**Required work**
Copy the line containing "Task: mark the sunlight", then all lines after it up to and including the final line of the material, exactly and without additions.

**Recorded information**
+++
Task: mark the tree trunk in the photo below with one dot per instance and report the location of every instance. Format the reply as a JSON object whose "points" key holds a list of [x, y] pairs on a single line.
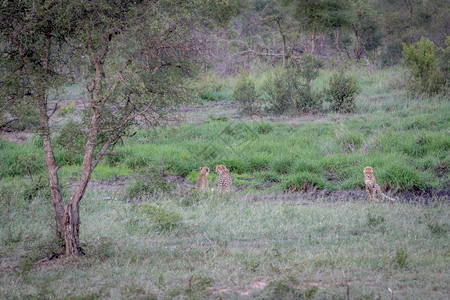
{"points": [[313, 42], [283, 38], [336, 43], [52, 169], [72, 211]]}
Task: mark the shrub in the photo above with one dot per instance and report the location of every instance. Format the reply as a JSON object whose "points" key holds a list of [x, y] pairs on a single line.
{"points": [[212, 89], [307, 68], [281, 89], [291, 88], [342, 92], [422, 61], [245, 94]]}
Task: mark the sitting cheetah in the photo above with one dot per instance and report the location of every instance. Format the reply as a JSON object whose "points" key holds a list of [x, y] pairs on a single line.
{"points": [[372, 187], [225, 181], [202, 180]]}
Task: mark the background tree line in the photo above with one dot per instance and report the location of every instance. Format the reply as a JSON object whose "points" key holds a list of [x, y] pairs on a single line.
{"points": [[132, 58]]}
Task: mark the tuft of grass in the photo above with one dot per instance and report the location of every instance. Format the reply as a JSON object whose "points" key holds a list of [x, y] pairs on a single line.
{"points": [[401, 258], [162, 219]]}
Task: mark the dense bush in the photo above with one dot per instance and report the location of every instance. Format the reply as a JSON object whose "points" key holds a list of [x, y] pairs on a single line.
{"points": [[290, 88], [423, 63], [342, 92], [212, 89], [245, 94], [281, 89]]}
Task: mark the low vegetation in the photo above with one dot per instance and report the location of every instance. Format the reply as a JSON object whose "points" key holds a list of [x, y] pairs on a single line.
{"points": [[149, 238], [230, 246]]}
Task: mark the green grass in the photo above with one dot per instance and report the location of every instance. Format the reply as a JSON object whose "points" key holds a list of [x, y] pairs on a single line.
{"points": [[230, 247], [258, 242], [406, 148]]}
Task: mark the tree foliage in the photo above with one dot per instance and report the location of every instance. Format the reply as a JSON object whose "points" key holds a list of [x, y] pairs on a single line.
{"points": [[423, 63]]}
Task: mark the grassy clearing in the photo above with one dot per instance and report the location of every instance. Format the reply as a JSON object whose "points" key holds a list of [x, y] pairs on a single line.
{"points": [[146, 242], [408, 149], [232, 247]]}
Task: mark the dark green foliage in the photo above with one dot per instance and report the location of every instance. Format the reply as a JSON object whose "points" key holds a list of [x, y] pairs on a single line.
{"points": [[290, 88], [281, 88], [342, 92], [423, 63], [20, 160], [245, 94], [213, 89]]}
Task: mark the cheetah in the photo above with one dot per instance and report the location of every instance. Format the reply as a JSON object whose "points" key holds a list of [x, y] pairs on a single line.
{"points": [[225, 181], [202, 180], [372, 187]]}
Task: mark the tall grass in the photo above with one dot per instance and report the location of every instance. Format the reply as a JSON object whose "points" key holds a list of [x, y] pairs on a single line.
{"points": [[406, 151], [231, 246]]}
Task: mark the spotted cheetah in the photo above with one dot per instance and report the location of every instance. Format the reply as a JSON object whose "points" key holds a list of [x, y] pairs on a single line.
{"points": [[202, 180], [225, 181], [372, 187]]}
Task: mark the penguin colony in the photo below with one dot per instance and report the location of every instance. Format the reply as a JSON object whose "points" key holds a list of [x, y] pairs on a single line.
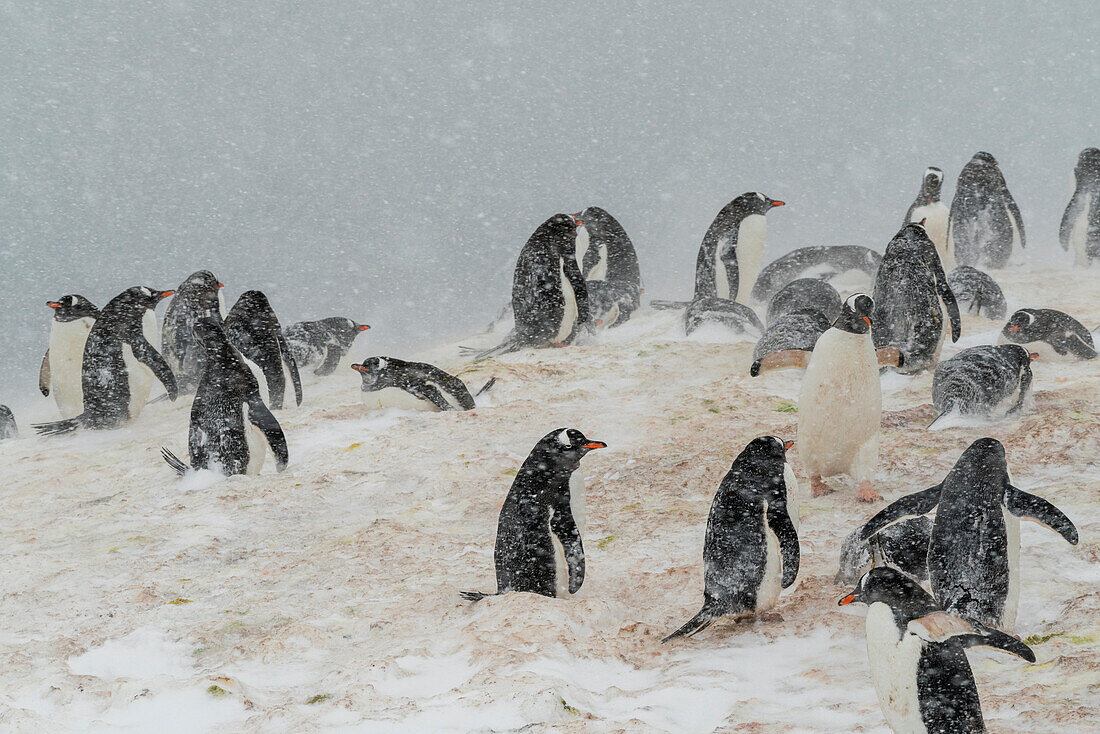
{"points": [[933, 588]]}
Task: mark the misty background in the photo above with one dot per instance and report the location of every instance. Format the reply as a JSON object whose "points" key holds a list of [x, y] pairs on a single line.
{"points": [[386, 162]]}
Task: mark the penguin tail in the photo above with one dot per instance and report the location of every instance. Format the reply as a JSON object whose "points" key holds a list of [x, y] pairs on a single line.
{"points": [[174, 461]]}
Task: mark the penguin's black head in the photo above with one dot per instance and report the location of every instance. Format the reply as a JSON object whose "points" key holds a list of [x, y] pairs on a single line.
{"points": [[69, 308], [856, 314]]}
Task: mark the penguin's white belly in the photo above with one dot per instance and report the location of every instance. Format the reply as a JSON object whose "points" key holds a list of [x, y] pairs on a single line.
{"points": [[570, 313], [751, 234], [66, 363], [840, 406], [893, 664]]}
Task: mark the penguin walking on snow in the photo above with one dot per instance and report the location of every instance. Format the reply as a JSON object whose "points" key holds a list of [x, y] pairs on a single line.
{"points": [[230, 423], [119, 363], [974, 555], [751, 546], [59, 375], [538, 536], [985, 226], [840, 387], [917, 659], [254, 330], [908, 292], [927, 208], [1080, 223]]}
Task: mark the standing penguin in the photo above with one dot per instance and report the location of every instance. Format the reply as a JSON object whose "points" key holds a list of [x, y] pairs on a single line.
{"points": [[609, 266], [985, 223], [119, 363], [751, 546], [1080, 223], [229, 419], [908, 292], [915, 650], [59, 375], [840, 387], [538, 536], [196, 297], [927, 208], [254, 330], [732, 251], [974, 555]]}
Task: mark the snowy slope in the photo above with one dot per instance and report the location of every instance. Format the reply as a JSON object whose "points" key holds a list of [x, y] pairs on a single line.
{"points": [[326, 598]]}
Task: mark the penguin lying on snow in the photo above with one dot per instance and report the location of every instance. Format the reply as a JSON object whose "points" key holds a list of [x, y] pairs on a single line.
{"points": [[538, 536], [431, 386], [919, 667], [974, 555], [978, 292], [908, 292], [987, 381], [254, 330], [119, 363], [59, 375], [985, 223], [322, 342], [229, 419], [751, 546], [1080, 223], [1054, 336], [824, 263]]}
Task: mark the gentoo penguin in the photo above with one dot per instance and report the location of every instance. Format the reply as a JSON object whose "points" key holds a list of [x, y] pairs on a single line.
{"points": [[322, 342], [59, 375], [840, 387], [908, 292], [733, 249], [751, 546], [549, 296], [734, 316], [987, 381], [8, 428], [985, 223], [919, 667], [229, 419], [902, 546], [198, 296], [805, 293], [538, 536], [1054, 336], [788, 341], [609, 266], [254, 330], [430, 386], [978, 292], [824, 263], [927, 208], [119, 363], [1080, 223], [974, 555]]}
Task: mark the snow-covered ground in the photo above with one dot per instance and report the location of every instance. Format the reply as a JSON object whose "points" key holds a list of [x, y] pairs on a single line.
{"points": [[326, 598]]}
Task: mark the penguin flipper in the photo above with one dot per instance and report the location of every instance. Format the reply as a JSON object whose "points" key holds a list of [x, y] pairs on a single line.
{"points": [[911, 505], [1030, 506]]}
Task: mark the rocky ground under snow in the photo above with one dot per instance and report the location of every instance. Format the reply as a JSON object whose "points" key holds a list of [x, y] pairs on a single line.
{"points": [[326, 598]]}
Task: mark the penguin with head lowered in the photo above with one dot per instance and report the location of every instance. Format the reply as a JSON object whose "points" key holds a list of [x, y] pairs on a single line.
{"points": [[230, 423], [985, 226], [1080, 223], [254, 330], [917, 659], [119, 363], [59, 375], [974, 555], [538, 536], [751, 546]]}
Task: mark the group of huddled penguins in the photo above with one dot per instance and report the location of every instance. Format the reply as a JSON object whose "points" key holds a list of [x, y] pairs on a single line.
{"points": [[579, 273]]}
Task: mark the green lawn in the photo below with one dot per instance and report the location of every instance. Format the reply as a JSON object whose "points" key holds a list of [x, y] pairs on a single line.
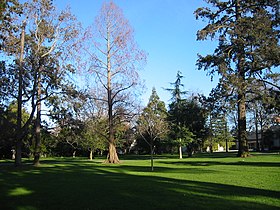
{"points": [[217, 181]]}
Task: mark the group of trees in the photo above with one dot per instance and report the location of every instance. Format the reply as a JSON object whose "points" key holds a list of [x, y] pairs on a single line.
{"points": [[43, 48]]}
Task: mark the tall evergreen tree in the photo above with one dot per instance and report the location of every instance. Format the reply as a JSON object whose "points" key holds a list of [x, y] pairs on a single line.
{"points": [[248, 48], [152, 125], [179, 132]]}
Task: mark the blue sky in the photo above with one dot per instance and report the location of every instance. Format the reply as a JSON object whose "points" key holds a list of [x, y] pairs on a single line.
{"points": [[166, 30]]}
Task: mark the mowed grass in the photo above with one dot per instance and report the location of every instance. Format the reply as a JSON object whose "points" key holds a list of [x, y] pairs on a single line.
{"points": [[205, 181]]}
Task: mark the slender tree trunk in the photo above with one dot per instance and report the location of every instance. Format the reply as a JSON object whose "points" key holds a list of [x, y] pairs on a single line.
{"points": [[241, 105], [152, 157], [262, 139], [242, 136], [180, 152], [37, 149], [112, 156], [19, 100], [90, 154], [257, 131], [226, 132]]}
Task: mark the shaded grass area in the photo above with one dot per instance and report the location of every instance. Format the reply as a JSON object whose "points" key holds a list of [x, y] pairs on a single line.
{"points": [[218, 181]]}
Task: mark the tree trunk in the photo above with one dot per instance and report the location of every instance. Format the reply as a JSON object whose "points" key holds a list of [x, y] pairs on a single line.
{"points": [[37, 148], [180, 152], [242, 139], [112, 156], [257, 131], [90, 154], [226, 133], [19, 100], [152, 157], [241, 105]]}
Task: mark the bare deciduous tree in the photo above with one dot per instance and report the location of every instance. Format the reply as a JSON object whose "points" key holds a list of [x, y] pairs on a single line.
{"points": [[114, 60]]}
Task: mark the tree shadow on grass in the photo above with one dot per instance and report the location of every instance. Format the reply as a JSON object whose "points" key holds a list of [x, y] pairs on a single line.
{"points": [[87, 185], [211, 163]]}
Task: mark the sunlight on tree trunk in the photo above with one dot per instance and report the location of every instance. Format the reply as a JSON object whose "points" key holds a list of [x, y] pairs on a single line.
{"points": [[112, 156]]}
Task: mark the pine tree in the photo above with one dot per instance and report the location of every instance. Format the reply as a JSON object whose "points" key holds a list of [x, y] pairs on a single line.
+++
**Correct response**
Task: mark the sunlight on tree trunk in the photo above with one dot per instance and report the location of every instance. Format the reply as a JSON object whose "points" key holds a list of [x, y] pairs on a single line.
{"points": [[112, 156]]}
Task: mark the pine tree in the photo above with one dot per instance and report the location of every instance. Format the reply as a JSON object whose "points" key holds a list of [x, y] pairs on a single line.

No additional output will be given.